▶ _The request_
Render each line of the items below as a Markdown table with the columns Row, holding a running number, and Line, holding the text of that line, and skip blank lines. Leave the pictures out of the table.

▶ _Records provided_
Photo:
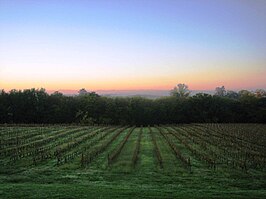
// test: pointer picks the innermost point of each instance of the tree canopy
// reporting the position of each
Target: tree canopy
(37, 106)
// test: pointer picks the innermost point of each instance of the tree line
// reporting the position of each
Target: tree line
(36, 106)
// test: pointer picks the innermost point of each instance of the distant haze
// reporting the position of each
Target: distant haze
(130, 93)
(132, 44)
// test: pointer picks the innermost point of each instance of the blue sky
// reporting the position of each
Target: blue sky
(132, 44)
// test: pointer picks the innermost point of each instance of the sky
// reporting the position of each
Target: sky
(133, 44)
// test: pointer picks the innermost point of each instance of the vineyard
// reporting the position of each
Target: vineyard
(226, 160)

▶ _The solution_
| Row | Line |
|---|---|
| 1 | Photo: |
| 2 | // test: pointer picks the innermost point of each instance of the tree canopy |
| 3 | // reporting the position of each |
| 4 | Target: tree canopy |
| 5 | (37, 106) |
| 6 | // test: pointer picks the innermost point of each instance of the tree line |
| 7 | // reporting the position of each |
| 8 | Target: tree line |
| 9 | (36, 106) |
| 10 | // test: pointer picks the innermost point of each instance of the distant haze |
| 11 | // reporting the position of each |
| 12 | Target: distant haze |
| 13 | (130, 93) |
| 14 | (132, 44) |
| 15 | // test: pointer picks the innermost point of each instance of the blue sky |
| 16 | // reporting the position of each |
| 17 | Target: blue sky |
| 18 | (132, 44) |
| 19 | // test: pointer picks the innermost point of each instance of the sky |
| 20 | // reporting the position of each |
| 21 | Target: sky |
| 22 | (133, 44) |
| 23 | // test: pointer picks the innermost point of each instance of the vineyard |
| 24 | // reporting the position of each |
| 25 | Target: vineyard |
| 26 | (226, 160) |